## What to work on
a) Answer these questions about the mailing-list message:
(i) What date and time is given in the message's Date field?
(ii) Which mailing list is named on the Lists line?
(iii) What does Mark Dilger say he does not care about, as long as x[i] and y[i] are matched correctly?
b) List every line of the entries that contains the word "young".

## Text excerpt

Re: Parallel Aggregates for string_agg and array_agg

From: Andres Freund <andres(at)anarazel(dot)de>
To: Mark Dilger <hornschnorter(at)gmail(dot)com>
Cc: Tom Lane <tgl(at)sss(dot)pgh(dot)pa(dot)us>, David Rowley <david(dot)rowley(at)2ndquadrant(dot)com>, Alvaro Herrera <alvherre(at)alvh(dot)no-ip(dot)org>, Stephen Frost <sfrost(at)snowman(dot)net>, Tomas Vondra <tomas(dot)vondra(at)2ndquadrant(dot)com>, PostgreSQL-development <pgsql-hackers(at)postgresql(dot)org>
Subject: Re: Parallel Aggregates for string_agg and array_agg
Date: 2018-05-01 21:38:32
Message-ID: 20180501213832.h6dp5zjophkqdz4h@alap3.anarazel.de
Views: Raw Message | Whole Thread | Download mbox | Resend email
Thread:
Lists: pgsql-hackers

On 2018-05-01 14:35:46 -0700, Mark Dilger wrote:
>
> > On May 1, 2018, at 2:11 PM, Andres Freund <andres(at)anarazel(dot)de> wrote:
> >
> > Hi,
> >
> > On 2018-05-01 14:09:39 -0700, Mark Dilger wrote:
> >> I don't care which order the data is in, as long as x[i] and y[i] are
> >> matched correctly. It sounds like this patch would force me to write
> >> that as, for example:
> >>
> >> select array_agg(a order by a, b) AS x, array_agg(b order by a, b) AS y
> >> from generate_a_b_func(foo);
> >>
> >> which I did not need to do before.

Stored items
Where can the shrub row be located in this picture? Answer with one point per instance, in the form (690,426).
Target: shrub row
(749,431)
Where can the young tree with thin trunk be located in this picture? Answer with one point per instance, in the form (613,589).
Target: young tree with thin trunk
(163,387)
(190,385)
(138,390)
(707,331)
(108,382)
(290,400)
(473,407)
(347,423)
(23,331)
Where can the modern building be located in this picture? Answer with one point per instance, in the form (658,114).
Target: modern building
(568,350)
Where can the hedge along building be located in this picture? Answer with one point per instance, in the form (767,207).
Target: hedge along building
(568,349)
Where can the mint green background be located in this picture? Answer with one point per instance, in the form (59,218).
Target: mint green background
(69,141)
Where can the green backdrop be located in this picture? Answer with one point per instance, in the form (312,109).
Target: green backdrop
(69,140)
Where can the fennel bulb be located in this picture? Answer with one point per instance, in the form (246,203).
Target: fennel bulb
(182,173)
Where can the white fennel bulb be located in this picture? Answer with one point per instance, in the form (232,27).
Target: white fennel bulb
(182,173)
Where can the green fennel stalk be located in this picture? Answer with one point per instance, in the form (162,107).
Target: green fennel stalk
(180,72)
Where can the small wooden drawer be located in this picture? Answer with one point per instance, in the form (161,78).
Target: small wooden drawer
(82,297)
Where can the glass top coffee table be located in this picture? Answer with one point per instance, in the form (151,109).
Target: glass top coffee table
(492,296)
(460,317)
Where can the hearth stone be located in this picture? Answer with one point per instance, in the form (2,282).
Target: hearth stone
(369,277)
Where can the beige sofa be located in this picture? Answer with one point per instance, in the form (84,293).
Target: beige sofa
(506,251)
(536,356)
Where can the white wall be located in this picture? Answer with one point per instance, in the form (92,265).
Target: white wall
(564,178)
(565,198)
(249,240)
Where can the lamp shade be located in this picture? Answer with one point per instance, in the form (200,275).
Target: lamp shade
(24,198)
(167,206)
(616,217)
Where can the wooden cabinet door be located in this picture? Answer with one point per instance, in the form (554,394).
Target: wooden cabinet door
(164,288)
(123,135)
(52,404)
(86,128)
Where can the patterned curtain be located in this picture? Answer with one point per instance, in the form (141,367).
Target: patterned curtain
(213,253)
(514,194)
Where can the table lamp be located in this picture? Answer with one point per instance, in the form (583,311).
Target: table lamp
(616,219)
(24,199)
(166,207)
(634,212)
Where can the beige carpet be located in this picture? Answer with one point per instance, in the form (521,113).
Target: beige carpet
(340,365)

## Expected results
a)
(i) 2018-05-01 21:38:32
(ii) pgsql-hackers
(iii) Which order the data is in.

b)
Where can the young tree with thin trunk be located in this picture? Answer with one point per instance, in the form (613,589).
Target: young tree with thin trunk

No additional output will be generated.